Provided entries:
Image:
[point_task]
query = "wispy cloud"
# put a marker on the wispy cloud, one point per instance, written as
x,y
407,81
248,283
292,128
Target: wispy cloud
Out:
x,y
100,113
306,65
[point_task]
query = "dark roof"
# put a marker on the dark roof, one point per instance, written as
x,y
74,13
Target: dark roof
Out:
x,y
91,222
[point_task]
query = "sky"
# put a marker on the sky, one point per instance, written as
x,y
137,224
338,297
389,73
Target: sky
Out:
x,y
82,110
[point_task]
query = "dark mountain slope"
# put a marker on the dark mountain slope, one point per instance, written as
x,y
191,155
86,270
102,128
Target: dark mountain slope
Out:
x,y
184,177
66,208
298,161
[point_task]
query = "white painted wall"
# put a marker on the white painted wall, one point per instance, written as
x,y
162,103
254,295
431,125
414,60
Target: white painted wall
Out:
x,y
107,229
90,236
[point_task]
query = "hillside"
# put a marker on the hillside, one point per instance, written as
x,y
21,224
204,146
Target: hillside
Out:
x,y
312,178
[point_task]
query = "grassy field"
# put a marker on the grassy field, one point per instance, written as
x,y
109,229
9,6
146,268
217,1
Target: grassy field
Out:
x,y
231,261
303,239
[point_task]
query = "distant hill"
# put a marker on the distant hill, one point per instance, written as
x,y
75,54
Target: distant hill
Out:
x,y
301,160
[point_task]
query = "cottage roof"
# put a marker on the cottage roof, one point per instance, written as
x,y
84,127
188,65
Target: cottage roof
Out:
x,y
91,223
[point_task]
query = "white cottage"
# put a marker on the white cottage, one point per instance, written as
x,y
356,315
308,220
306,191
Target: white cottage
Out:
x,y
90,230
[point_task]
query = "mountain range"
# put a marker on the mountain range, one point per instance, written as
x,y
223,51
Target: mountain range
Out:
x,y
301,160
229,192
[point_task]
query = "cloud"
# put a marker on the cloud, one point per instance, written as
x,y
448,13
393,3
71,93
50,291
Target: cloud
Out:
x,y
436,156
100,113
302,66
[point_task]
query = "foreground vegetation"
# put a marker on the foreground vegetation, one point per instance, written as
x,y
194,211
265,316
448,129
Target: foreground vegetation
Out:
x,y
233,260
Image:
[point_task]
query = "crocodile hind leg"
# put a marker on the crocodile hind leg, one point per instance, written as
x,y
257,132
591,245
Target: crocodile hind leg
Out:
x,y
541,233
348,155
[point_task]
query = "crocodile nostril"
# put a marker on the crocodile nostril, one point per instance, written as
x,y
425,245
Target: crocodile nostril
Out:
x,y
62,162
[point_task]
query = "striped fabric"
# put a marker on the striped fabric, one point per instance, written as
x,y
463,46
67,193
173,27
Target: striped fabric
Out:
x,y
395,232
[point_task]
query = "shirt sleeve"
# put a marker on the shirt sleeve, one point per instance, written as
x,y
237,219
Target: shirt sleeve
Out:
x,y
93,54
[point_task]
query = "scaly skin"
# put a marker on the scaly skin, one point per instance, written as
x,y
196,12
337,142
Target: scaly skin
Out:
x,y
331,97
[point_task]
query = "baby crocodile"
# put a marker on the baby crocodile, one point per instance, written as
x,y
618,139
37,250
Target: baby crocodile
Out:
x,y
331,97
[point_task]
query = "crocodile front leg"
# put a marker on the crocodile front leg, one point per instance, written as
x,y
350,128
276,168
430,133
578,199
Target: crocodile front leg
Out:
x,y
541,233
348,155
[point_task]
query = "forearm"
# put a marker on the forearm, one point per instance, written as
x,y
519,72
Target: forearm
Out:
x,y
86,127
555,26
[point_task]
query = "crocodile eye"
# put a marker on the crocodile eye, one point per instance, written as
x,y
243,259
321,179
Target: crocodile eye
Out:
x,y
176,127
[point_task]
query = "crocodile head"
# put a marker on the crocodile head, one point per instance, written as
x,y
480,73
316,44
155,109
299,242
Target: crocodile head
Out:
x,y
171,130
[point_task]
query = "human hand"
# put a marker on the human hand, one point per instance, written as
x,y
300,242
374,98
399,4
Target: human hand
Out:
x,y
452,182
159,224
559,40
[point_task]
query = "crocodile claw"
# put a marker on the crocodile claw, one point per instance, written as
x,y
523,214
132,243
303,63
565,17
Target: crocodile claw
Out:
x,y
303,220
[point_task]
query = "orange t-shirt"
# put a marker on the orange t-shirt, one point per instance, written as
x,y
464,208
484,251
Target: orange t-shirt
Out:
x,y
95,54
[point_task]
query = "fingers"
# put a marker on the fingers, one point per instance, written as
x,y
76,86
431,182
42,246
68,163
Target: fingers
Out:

Task details: Every entry needs to be retyped exactly.

Reply to the task:
Image:
[point_task]
query = "wispy cloud"
# put a marker on the wispy cloud, one point per instance, written as
x,y
407,81
248,283
292,128
Target: wispy cloud
Out:
x,y
100,113
306,65
[point_task]
query = "dark roof"
# put a marker on the dark roof, one point per instance, written as
x,y
74,13
Target: dark roof
Out:
x,y
91,222
[point_task]
query = "sky"
# put a marker on the sky, one point per instance, written as
x,y
137,224
338,297
389,73
Target: sky
Out:
x,y
82,110
[point_task]
query = "dark mountain slope"
# put a marker on the dark mountain slope, one point per instance, written as
x,y
191,155
86,270
102,128
Target: dark mountain slope
Out:
x,y
184,177
66,208
298,161
[point_task]
query = "white painted wall"
# put a marker on the white painted wall, one point per instance, written as
x,y
162,103
254,295
431,125
414,60
Target: white painted wall
Out:
x,y
107,229
90,236
[point_task]
query = "hillside"
# put a marker on the hillside, one point per instance, written as
x,y
21,224
204,146
Target: hillside
Out:
x,y
312,178
[point_task]
query = "grassy field"
# put a marker on the grassy field, one point per instance, written as
x,y
109,229
9,6
146,268
217,1
Target: grassy field
Out:
x,y
231,261
303,239
[point_task]
query = "distant hill"
# put a marker on the distant hill, one point per instance, written as
x,y
75,54
Target: distant hill
Out:
x,y
301,160
[point_task]
query = "cottage roof"
# put a marker on the cottage roof, one point per instance, written as
x,y
84,127
188,65
Target: cottage roof
Out:
x,y
91,223
[point_task]
query = "white cottage"
# put a marker on the white cottage, one point per instance, written as
x,y
356,315
308,220
306,191
Target: white cottage
Out:
x,y
90,230
[point_task]
query = "mountain range"
# put a marker on the mountain range, one point per instance, written as
x,y
223,51
Target: mountain range
Out:
x,y
301,160
229,192
[point_task]
query = "cloud"
# put a marker on the cloud, one point per instance, written as
x,y
448,13
393,3
71,93
50,291
Target: cloud
Out:
x,y
436,156
100,113
302,66
[point_task]
query = "foreground vegetation"
# put a marker on the foreground vegetation, one point per instance, written as
x,y
194,211
265,316
448,129
Target: foreground vegetation
Out:
x,y
233,260
Image:
[point_task]
query = "crocodile hind leg"
# put a marker on the crocodile hind leg, one point per instance, written as
x,y
257,132
591,245
Target: crocodile hind leg
Out:
x,y
541,233
348,155
[point_task]
query = "crocodile nostril"
# put a marker on the crocodile nostril, one point per instance, written as
x,y
425,245
Target: crocodile nostril
Out:
x,y
62,162
[point_task]
query = "striped fabric"
# put a marker on the striped fabric, one point per instance, written as
x,y
463,46
67,193
173,27
Target: striped fabric
Out:
x,y
395,232
[point_task]
query = "shirt sleeve"
# put a marker on the shirt sleeve, one point per instance, written as
x,y
237,219
Target: shirt sleeve
Out:
x,y
93,54
[point_task]
query = "scaly skin"
# put a marker on the scaly skin, one point per instance, written as
x,y
196,12
337,142
Target: scaly skin
Out:
x,y
331,97
[point_task]
query = "baby crocodile"
# put a marker on the baby crocodile, one point per instance, written as
x,y
618,139
37,250
Target: baby crocodile
Out:
x,y
331,97
[point_task]
query = "crocodile front leg"
# put a marker on the crocodile front leg, one point per instance, written as
x,y
350,128
276,168
430,133
578,199
Target: crocodile front leg
Out:
x,y
541,233
348,155
[point_task]
query = "forearm"
# put a marker on the forearm, one point per instance, written as
x,y
519,72
Target: forearm
Out:
x,y
86,127
555,26
[point_task]
query = "crocodile eye"
# put a marker on the crocodile eye, one point per instance, written as
x,y
243,259
321,179
Target: crocodile eye
Out:
x,y
176,127
[point_task]
query = "crocodile head"
# put a marker on the crocodile head, one point per instance, written as
x,y
480,73
316,44
155,109
299,242
Target: crocodile head
Out:
x,y
171,130
[point_task]
query = "human hand"
# put a marker on the human hand, one point per instance, written as
x,y
300,242
374,98
399,4
Target: human hand
Out:
x,y
452,182
159,224
559,40
[point_task]
query = "crocodile claw"
# put a marker on the crocodile claw, one point per instance, written as
x,y
523,214
132,243
303,63
565,17
Target: crocodile claw
Out:
x,y
303,220
[point_task]
query = "orange t-shirt"
# put a marker on the orange t-shirt, one point per instance, written as
x,y
464,208
484,251
Target: orange t-shirt
Out:
x,y
95,54
[point_task]
query = "fingers"
# put a marker on the fingers, one point per instance, written as
x,y
76,86
431,182
42,246
68,163
Target: fingers
Out:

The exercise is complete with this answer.